- **Task objective**
Could you copy out, word for word, the lines of the listing from the line with "for black shoe." up to and including the line with "[151,276,159,281]"?

- **Data extract**
## START
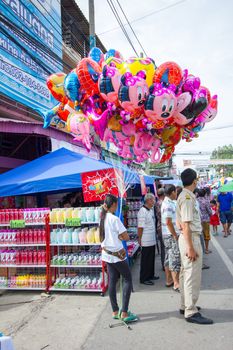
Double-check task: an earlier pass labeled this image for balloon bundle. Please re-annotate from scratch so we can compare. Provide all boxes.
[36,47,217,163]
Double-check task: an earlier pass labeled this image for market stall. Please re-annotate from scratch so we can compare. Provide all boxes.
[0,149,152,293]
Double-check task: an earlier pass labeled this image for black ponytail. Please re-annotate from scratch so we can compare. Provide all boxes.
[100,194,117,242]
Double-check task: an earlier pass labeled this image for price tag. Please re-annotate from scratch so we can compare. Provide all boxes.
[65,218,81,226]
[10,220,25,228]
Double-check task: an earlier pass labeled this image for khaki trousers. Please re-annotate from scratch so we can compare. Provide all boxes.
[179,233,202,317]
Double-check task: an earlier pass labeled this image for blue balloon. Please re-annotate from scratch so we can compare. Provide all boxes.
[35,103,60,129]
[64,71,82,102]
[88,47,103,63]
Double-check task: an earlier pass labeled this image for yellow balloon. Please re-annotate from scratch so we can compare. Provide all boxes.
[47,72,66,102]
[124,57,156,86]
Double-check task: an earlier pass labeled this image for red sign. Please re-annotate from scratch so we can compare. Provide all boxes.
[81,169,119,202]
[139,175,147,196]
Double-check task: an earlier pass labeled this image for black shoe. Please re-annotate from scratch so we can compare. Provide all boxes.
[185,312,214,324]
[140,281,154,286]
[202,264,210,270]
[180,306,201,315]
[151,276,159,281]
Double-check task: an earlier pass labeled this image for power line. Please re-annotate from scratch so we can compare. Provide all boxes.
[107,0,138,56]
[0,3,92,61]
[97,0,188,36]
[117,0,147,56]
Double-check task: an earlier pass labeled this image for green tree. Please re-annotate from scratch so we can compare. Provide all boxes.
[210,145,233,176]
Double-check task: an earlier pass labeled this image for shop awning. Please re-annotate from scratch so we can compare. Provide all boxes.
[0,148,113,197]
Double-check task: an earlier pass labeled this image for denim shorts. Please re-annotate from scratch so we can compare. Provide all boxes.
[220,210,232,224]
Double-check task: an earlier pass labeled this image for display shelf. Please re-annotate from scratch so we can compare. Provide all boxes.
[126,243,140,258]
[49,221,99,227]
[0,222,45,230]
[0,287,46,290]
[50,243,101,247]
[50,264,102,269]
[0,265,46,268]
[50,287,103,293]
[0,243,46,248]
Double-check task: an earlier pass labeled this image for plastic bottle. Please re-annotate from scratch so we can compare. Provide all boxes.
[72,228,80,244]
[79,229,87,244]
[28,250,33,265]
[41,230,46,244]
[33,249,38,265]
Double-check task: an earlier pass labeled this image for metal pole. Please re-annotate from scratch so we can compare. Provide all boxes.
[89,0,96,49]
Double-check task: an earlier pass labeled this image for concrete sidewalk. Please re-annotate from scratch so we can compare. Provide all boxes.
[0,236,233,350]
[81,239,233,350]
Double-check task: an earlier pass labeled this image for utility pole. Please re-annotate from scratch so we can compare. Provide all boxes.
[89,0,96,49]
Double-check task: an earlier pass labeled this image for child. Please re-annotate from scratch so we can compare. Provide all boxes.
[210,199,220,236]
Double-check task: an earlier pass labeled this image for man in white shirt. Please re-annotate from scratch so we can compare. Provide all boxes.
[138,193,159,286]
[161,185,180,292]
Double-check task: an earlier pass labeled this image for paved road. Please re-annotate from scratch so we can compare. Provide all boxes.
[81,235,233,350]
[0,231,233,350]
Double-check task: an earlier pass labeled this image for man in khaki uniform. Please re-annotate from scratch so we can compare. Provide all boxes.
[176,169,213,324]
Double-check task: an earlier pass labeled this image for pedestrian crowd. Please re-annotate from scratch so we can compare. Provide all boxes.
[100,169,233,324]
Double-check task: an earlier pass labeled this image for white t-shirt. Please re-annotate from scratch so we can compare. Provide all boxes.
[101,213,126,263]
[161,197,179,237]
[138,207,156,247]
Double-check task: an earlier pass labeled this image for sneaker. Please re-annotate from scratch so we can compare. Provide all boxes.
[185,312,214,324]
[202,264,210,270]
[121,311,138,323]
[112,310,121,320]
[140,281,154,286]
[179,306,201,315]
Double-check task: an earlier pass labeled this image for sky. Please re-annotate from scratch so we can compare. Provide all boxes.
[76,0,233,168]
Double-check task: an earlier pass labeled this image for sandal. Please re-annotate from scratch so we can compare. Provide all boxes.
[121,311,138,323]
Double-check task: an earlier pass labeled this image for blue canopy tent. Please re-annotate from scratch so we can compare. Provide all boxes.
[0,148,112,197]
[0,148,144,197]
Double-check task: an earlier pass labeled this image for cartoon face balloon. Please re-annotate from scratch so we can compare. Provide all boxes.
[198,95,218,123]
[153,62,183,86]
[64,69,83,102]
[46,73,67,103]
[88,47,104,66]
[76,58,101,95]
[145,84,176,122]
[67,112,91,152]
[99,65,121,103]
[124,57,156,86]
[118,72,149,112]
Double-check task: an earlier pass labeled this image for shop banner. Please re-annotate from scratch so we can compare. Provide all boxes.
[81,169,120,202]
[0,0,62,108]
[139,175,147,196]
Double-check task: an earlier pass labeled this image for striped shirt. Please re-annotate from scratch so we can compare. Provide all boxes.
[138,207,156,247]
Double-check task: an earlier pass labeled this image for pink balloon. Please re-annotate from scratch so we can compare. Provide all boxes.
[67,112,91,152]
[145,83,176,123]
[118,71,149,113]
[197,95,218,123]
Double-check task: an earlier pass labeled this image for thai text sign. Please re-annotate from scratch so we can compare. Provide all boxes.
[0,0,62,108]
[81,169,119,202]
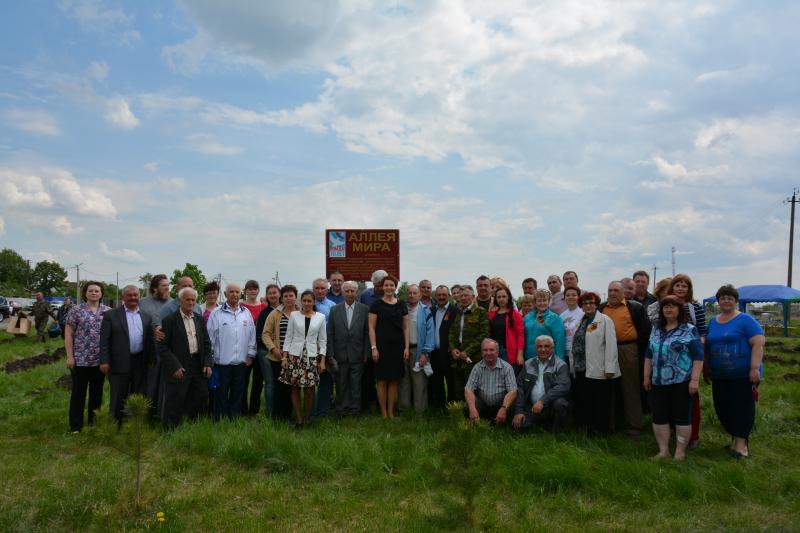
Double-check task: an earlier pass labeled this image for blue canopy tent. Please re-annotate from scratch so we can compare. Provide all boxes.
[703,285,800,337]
## END
- **Solution below**
Double-check task: an earlier pass labeled this image for black shoe. Please re-annotate from scratch so we can compare. Provide all boxes.
[185,312,214,324]
[140,281,154,286]
[202,264,210,270]
[180,306,201,315]
[151,276,159,281]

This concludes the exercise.